Given request A:
According to the advice on choosing books for children, how many times should a child read a poem?
Given request B:
Using the advice on choosing books for children, explain why the writer personally discusses a book's symbolism with the children.
-- Start of Page excerpt --
What to focus on when choosing a book:

Either you are choosing a book for your toddler or for your 11 years old, you are not only reading the story, expanding the knowledge and passing some values. You are also helping your child to develop the skills to read more complex and interesting books as they grow. So when you are choosing a book think about these five elements:

1)      Prepare for archaic text: being able to read archaic text is necessary for a full education, but it is unrealistic to think that a young child can start straight away with Charles Dickens. However, one can start reading older text and increase complexity gradually. As an example, The Tale of Peter Rabbit, The Wind in the Willows, Mary Poppins, The Wizard of Oz will lay a ground to Charles Dickens stories.

2)     Teach to follow nonlinear time sequence: we are talking not only about movement in time but also speed of the story to delivery a different message. Even pre-school children can have a taste of nonlinear sequence (e.g. Bigmama’s by Donald Crews) progressing to harder texts gradually like Farm Boy by Michael Morpurgo and Holes by Louis Sachar.

3)      Complexity of narrator: the story can have multiple narrators (like in Wonder by R J Palacio), non-human narrators, unreliable or even deceitful narrators. Something can be happening literally or figuratively. The ideas are complex, but there are books even for young children that introduce these ideas such as Story of the Three Little Pigs by Jon Scieszka or A Tale Dark and Grimm by Adam Gidwitz .

4)      Complexity of Story (plot and symbolism) – unpacking symbolism and complexity is a skill which comes with practice.  For a child to notice symbolism, an adult should be helping out at the beginning. However, not all schools discuss books in a group. When I choose a book for my children to read, I look at the symbolism and then discuss it with them (e.g. reading C.S. Lewis’s Narnia help the child to see that Aslan, the lion and creator of Narnia, represents Jesus and White Witch, represents Satan).

5)      Resistant Text: some texts are much harder to read (like poems), and one has to equip a child with techniques to decode harder texts. For example, when a child reads a poem, parents should suggest to read it three time: 1) for the mood/tone, 2) for the meaning and 3) to pick any literary techniques the author uses.

I also found these four more tips on increasing comprehension techniques useful:

1)    Non-fiction:  to improve children’s comprehension, parents should expose children to non-fiction texts relative to the fiction story they are reading. For example, if you are reading Paddington at the Palace by Michael Bond, you can read an article on Buckingham Palace (or as we are lucky to be in London, why not to visit the museum with your child).  If your older child reads Animal Farm by George Orwell, why not to read an article about Russian Revolution.
-- End of Page excerpt --
-- Start of Supplied information --
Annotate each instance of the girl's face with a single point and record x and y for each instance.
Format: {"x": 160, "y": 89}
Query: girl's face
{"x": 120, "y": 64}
-- End of Supplied information --
Final answer A:
Three times: once for the mood or tone, once for the meaning, and once to pick out the literary techniques the author uses.

Final answer B:
Unpacking symbolism is a skill that comes with practice, so an adult should help a child notice it at the beginning. Because not all schools discuss books in a group, the writer looks at the symbolism and discusses it with the children.